SET PROBLEM |
Would you retype all of these records exactly?

======

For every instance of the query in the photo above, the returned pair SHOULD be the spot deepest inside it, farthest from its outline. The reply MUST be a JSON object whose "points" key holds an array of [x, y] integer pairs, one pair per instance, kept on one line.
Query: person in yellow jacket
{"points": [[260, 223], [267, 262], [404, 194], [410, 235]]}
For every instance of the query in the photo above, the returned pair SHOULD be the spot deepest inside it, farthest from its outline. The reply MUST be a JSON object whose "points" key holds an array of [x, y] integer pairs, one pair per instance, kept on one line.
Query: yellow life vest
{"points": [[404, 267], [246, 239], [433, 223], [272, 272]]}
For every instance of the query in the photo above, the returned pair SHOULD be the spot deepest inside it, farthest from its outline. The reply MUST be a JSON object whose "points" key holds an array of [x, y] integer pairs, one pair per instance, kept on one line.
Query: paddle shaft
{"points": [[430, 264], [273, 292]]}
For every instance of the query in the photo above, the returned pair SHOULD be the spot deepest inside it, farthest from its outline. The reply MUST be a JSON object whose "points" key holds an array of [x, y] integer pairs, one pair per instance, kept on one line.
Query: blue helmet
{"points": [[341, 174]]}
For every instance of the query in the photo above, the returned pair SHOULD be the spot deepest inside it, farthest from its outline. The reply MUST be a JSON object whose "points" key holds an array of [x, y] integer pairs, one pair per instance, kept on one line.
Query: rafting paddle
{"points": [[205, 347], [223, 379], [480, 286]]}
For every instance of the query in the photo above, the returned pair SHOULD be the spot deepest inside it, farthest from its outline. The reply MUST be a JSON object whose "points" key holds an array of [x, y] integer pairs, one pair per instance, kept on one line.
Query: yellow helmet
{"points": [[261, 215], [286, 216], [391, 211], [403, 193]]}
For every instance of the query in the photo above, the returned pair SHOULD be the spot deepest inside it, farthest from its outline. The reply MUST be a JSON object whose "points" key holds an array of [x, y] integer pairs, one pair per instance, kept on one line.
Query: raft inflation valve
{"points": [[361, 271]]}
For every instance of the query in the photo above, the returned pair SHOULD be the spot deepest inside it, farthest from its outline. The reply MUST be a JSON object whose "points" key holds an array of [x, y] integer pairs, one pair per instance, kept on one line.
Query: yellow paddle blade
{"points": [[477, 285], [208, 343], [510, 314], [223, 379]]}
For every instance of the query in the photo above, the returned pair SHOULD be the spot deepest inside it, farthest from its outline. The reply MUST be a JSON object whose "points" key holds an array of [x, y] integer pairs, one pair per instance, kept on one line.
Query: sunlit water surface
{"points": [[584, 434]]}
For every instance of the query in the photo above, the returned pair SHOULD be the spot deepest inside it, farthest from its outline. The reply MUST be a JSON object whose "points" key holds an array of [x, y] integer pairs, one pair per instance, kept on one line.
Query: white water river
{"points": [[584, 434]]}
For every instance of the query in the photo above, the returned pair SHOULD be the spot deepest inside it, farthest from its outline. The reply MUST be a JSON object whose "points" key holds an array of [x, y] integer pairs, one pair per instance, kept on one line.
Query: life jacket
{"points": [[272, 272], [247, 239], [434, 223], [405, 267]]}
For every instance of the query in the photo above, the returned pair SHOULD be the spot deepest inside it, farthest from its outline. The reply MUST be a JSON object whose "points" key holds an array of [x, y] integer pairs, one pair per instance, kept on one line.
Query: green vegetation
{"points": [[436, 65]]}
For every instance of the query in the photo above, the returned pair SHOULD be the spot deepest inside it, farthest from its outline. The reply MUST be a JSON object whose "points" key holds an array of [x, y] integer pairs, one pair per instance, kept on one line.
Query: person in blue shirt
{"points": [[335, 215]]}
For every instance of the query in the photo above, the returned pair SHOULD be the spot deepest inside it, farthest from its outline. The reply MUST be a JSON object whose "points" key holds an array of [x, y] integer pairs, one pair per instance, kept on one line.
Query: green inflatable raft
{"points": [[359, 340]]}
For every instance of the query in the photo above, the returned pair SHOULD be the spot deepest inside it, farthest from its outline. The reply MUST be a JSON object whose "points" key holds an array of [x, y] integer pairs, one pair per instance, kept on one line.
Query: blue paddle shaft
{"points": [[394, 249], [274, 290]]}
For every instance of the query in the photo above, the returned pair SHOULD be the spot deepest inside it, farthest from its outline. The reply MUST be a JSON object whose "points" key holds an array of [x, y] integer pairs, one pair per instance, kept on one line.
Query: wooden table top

======

TASK ANSWER |
For every instance of the query in the photo above, the returned pair SHOULD be the spot deepest inside it, farthest from its outline. The reply MUST be a JSON object whose "points" key holds an array of [x, y] integer pairs, one pair per instance, kept on one line.
Query: person in yellow jacket
{"points": [[260, 223], [267, 262], [404, 194], [410, 235]]}
For every instance of the query in the photo above, the returned pair SHOULD be the spot deepest inside it, farthest from its outline. The reply MUST be a JSON object whose "points" key holds an array of [x, y] integer pairs, one pair per instance, kept on one line.
Query: yellow life vest
{"points": [[404, 267], [246, 239], [433, 223], [272, 272]]}
For every instance of the query in the photo above, the returned pair SHOULD be the spot deepest inside it, farthest from its outline. The reply MUST be a JSON object whose "points" key holds an array of [x, y] integer pairs, one pair per instance, kept on one line.
Query: paddle shaft
{"points": [[430, 264], [273, 292]]}
For every instance of the query in the photo above, the returned pair SHOULD be the spot deepest inside it, farthest from its outline. The reply MUST be a JSON object whose "points" key holds an array of [x, y] integer pairs, one pair per instance, kept on one line.
Query: blue helmet
{"points": [[341, 174]]}
For every instance of the query in the photo above, the returned pair SHOULD be the spot deepest inside it, farthest from its outline. The reply MUST be a JSON object whose "points" key holds an array of [x, y] integer pairs, one pair per instance, kept on one line.
Query: rafting paddle
{"points": [[205, 347], [223, 379], [480, 286]]}
For every instance of the query in the photo above, the returned pair SHOULD be the spot deepest inside it, farthest from its outline. The reply MUST be a JSON object whose "points" key holds an array of [x, y] integer pairs, one pair per instance, kept on one line.
Query: yellow helmet
{"points": [[261, 215], [286, 216], [391, 211], [403, 193]]}
For every instance of the query in the photo above, the returned pair SHOULD be the spot deepest inside it, farthest from its outline. The reply MUST be a JSON object whose "points" key holds an array of [x, y] integer pairs, one pair per instance, kept on one line.
Query: raft inflation valve
{"points": [[361, 271]]}
For every instance of the query in the photo above, the returned pair SHOULD be the spot deepest inside it, farthest from its outline. The reply MUST be a JSON object whose "points" key holds an array of [x, y] integer pairs, one pair per instance, kept on one line.
Query: yellow paddle blade
{"points": [[477, 285], [208, 343], [510, 314], [223, 379]]}
For every instance of the query in the photo above, the returned pair SHOULD be the spot deepest inside it, farthest from its outline. The reply MUST be a JSON object whose "points" key holds an array of [x, y] integer pairs, one pair per instance, kept on one line.
Query: sunlit water surface
{"points": [[584, 434]]}
For every instance of the query in the photo above, the returned pair SHOULD be the spot deepest inside it, farthest from its outline. The reply MUST be a JSON object whose "points" key holds an array of [x, y] integer pairs, one pair per instance, kept on one line.
Query: white water river
{"points": [[584, 434]]}
For every instance of the query in the photo above, the returned pair SHOULD be the spot deepest inside it, farthest from its outline. The reply MUST be a JSON object whose "points" key holds an array of [x, y] integer pairs, one pair per instance, kept on one line.
Query: life jacket
{"points": [[272, 272], [247, 239], [434, 223], [405, 267]]}
For every instance of the query in the photo above, the returned pair SHOULD be the spot deepest inside it, farthest from its outline. The reply MUST be a JSON object whose "points" key holds an array of [x, y] integer pairs, one pair per instance, kept on one line.
Query: green vegetation
{"points": [[436, 65]]}
For every instance of the query in the photo above, the returned pair SHOULD be the spot deepest inside it, farthest from its outline. The reply MUST be a JSON object whose "points" key holds an array of [x, y] integer pairs, one pair per instance, kept on one line.
Query: person in blue shirt
{"points": [[335, 215]]}
For every instance of the query in the photo above, the returned pair SHOULD be the spot deepest inside it, farthest from its outline. The reply MUST be a JSON object whose "points" key holds an array of [x, y] integer pairs, one pair per instance, kept on one line.
Query: green inflatable raft
{"points": [[359, 340]]}
For every instance of the query in the photo above, the returned pair SHOULD be the spot deepest inside it, farthest from its outline. The reply MUST be a JSON object whose "points" key holds an array of [x, y] integer pairs, one pair per instance, kept on one line.
Query: blue paddle shaft
{"points": [[394, 249], [274, 290]]}
For every instance of the query in the photo above, the returned pair SHOULD be the spot deepest inside it, farthest from its outline. The reply MUST be a JSON object whose "points" key holds an array of [x, y] integer pairs, one pair per instance, kept on one line.
Query: wooden table top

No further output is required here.